- **Task requirements**
Pull out every line of the listing below that contains the word "white".

- **Supplied records**
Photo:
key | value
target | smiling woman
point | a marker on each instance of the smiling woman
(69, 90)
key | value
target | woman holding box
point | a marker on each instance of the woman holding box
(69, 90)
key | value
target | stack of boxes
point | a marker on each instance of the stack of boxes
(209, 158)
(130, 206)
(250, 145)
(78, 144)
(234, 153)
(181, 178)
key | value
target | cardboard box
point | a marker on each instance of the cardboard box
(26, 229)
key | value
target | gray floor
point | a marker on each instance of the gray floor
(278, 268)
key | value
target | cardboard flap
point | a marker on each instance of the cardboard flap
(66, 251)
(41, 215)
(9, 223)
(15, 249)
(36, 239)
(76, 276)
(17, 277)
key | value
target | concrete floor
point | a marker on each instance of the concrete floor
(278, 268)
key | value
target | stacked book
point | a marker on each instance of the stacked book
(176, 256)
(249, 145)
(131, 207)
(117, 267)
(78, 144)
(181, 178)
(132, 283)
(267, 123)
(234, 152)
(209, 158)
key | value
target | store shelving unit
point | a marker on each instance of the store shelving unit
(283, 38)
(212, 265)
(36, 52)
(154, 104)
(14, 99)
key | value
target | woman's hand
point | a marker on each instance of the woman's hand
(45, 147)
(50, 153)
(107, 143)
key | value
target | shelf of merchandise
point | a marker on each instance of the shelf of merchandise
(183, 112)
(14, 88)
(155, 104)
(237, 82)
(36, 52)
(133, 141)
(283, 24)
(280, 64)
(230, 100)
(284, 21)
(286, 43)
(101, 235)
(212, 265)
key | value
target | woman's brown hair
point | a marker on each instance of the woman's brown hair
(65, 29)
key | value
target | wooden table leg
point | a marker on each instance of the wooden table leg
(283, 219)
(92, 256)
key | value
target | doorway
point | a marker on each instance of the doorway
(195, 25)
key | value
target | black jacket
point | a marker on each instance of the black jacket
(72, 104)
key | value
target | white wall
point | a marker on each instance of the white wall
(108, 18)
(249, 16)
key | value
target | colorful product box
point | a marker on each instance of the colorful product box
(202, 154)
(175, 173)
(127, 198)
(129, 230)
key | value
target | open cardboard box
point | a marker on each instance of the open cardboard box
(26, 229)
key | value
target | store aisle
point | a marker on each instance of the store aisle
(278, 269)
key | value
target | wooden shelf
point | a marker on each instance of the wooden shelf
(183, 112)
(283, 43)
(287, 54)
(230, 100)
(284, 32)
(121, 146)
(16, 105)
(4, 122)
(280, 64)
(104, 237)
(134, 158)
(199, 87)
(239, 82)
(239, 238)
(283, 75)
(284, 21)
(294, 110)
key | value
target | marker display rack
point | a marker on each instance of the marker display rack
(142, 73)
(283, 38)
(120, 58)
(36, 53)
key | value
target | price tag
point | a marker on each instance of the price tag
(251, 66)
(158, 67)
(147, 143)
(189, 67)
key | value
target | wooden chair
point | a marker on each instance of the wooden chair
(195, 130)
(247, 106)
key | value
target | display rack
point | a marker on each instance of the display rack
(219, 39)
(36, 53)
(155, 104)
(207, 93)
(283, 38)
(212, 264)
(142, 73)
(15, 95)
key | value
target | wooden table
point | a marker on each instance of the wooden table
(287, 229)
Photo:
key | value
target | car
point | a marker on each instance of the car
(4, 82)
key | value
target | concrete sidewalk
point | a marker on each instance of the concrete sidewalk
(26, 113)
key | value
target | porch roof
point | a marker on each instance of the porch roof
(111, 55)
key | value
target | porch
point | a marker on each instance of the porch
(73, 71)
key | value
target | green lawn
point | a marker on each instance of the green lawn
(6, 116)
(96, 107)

- **Result of the task**
target | white wall
point | a marker on each instance of the white wall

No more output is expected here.